:: Extracted material ::

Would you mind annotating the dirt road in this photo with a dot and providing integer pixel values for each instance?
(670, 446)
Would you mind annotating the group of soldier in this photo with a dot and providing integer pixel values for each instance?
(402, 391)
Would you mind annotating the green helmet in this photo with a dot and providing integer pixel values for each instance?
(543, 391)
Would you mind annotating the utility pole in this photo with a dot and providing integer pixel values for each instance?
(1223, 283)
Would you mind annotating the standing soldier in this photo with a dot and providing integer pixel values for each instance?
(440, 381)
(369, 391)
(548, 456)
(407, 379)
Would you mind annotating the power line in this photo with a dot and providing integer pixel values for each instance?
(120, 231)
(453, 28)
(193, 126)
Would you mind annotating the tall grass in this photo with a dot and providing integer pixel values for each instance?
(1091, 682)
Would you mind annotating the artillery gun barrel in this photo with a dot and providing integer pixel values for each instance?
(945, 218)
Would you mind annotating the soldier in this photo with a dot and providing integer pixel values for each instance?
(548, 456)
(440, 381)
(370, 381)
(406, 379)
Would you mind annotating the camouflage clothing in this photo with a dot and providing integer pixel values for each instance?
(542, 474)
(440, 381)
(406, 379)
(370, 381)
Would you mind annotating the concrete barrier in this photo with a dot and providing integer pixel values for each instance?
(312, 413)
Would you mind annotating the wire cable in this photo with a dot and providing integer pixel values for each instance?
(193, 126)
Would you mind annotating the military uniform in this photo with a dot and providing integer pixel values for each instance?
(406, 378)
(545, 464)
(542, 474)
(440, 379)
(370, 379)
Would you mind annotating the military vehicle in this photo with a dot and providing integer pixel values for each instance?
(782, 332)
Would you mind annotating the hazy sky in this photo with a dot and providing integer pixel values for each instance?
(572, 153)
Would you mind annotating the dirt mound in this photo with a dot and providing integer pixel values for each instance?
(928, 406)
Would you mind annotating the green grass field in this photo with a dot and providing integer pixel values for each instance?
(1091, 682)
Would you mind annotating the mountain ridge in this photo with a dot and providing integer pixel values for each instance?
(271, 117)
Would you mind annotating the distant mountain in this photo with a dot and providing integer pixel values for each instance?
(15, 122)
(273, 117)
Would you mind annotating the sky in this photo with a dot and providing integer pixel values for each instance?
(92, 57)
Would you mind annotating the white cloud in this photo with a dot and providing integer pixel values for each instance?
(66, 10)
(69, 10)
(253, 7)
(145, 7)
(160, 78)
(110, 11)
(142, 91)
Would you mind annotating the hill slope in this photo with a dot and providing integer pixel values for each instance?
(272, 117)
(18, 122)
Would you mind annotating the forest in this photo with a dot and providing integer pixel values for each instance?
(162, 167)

:::

## Aim of the task
Can you transcribe the entire listing above line by line, keeping every word, number, and punctuation mark unchanged?

## Result of this exercise
Would you mind annotating the dirt road in this photo with a dot and providing integer pixel values for each instance?
(670, 446)
Would you mind annotating the group of soldier in this photo with a dot and providing integer pixel values for each instance?
(402, 391)
Would you mind annotating the green helmet in this photo with a dot and providing integer pixel values for each instance?
(543, 391)
Would you mind annotating the utility pole in this photo with a dot and providing integer pixel values for each instance?
(1223, 283)
Would you mind annotating the standing soldier in this photo with a dot and providing integer pixel values for each instance?
(440, 381)
(369, 391)
(548, 456)
(407, 379)
Would you mind annotating the power line in this photo with a dot and providing integer pixel values for each instance?
(120, 231)
(453, 28)
(193, 126)
Would you mind annotating the tall grass in this photo with a dot and providing integer pixel values for each instance?
(1091, 682)
Would you mind annotating the artillery gun barrel in this photo with a dot and providing integer pixel values for each instance?
(945, 218)
Would you mind annotating the soldier in this photo with a dot and providing integer pixel values for each instance?
(548, 456)
(440, 381)
(370, 381)
(406, 379)
Would you mind annotating the camouflage clothing in this photo with a dot and providing integer pixel values for each instance?
(542, 474)
(440, 381)
(406, 379)
(370, 381)
Would you mind annotating the concrete barrier in this photo with a dot and providing integer pixel values for each instance?
(312, 413)
Would you mind annotating the wire cable in this photo with a dot and providing integer pixel values for each instance?
(193, 126)
Would you mind annotating the military uniform in this photo with a dot and providing integer pixel values for each instance?
(406, 378)
(545, 464)
(542, 474)
(440, 379)
(370, 379)
Would you mind annotating the military vehicle in this photo with a dot and providing integer pixel values for each instance?
(782, 332)
Would you mind annotating the hazy sky in this photo with a dot and providing integer pixel values for each instance?
(572, 153)
Would you mind annotating the dirt mound in this photo with a dot and providing integer pixel values for each instance?
(928, 406)
Would you mind annotating the green grass field in this photo with a dot and providing integer pixel values for each instance?
(1091, 682)
Would you mind annotating the mountain ridge in this photo with a dot and providing integer pixel values for each instance?
(271, 117)
Would you mind annotating the distant mountain in this photo with a dot and providing integer pixel values for each instance?
(15, 122)
(273, 117)
Would you mind annotating the sky in this photo with a dot and providing integer pixel values for each instance?
(92, 57)
Would you mind annotating the white cloud in this photo with a dot and providing integer pixel values for each instance?
(66, 10)
(69, 10)
(253, 7)
(145, 7)
(160, 78)
(110, 11)
(142, 91)
Would you mind annotating the hill slope in this photo with a dot and providing integer pixel values for each instance?
(272, 117)
(18, 122)
Would you mind annotating the forest in this photo with a dot and providing integer pixel values for each instance?
(162, 167)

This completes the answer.